+++ Exercise text

Urbandale training center puts athletes on the cutting edge
Friends and teammates since childhood, Jack Whitver and Geoff Jensen have joined forces for the launch of a training program that is drawing athletes from across Central Iowa.
The two former college football standouts and Grinnell natives opened Acceleration Iowa, a franchisee of Fargo, N.D.-based Frappier Acceleration Sports Training, in May and are learning the ropes of business ownership while encouraging athletes to reach their full potential.
“I thought part of the reason we wanted to go into business was to kind of be on our own pace,” Whitver said. “But I just enjoy training kids and seeing their results and seeing their confidence go up because they’re doing better. I think they feel a lot more confident when they get back on the field after they’ve been with us.”
Using treadmill workouts, plyometrics and strength and resistance training, the program is intended to improve quickness balance, strength, biomechanics and confidence, with training exercises for all athletes geared to their specific sports. Franchise licensees and others within the company are involved in continuak research and program development to keep athletes at the top of their game.
Beginning- through professional-level athletes are implementing the program in their training routines. FAST now has seven locations in Iowa, as well as in 32 states and four foreign countries. Several colleges and universities throughout the nation are establishing on-campus training centers.
“Seeing the success that every other facility around the state had, we didn’t see any reason why it couldn’t be successful in Des Moines,” Jensen said.
Whitver, who played football for Iowa State University and earned his M.B.A. in December, and Jensen, who earned his exercise science degree while playing football for Truman State University in Kirksville, Mo., participated in FAST in Cedar Rapids during high school and college. They both noticed improvements in their athletic abilities, from speed and conditioning to footwork and coordination.
“I think we can both attest that it was a contributing factor in us getting athletic scholarships to play football,” Jensen said. “If you look at it that way, it’s a pretty small investment for a college education.”
In December, they began trying to get their enterprise off the ground using a business plan Whitver had written for a class at Iowa State. They battled through several months of negotiations with lenders, real estate agents and franchise executives. It wasn’t easy, because they had few assets that could serve as collateral for a loan, and their venture was risky.
“When you’re trying to start a business with no money, it’s not easy,” Whitver said. “But you’ve got to be creative and exhaust all possibilities. They scraped together loans from family members, lines of credit and home equity before applying for a franchise license.
The two started their marketing efforts at the grass-roots level, visiting high school coaches and encouraging them to send their athletes to Acceleration Iowa. They aim to supplement, rather than replace, the training programs the coaches have established with their athletes.

++++++
+++ Supplied entries

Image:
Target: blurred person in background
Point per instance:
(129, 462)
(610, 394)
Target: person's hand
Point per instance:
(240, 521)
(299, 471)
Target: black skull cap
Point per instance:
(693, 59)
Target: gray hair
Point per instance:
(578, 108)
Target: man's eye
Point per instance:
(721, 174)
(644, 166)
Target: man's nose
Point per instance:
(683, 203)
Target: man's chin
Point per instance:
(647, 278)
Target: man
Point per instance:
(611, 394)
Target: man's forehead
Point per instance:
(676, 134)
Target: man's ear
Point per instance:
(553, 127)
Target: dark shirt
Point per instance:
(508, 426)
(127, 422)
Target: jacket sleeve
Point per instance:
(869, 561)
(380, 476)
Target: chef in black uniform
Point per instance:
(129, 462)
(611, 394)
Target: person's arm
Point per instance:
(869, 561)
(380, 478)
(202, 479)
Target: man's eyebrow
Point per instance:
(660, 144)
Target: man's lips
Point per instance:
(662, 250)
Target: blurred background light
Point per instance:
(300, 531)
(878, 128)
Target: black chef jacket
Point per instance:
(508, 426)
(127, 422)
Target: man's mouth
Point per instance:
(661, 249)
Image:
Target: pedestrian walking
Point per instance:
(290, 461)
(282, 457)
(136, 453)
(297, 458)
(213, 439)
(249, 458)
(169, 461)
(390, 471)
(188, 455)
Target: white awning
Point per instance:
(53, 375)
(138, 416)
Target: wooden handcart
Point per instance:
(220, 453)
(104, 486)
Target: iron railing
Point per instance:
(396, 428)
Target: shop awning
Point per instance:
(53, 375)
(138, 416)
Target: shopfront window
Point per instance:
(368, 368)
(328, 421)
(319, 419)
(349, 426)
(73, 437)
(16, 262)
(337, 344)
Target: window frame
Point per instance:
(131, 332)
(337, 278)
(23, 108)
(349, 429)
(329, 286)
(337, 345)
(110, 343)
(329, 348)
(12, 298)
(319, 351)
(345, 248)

++++++

## Problem requirements
Copy the article on the Urbandale training center word for word, starting with "Beginning- through professional-level" and going on through "footwork and coordination.". None of the data is needed here.

## Worked solution
Beginning- through professional-level athletes are implementing the program in their training routines. FAST now has seven locations in Iowa, as well as in 32 states and four foreign countries. Several colleges and universities throughout the nation are establishing on-campus training centers.
“Seeing the success that every other facility around the state had, we didn’t see any reason why it couldn’t be successful in Des Moines,” Jensen said.
Whitver, who played football for Iowa State University and earned his M.B.A. in December, and Jensen, who earned his exercise science degree while playing football for Truman State University in Kirksville, Mo., participated in FAST in Cedar Rapids during high school and college. They both noticed improvements in their athletic abilities, from speed and conditioning to footwork and coordination.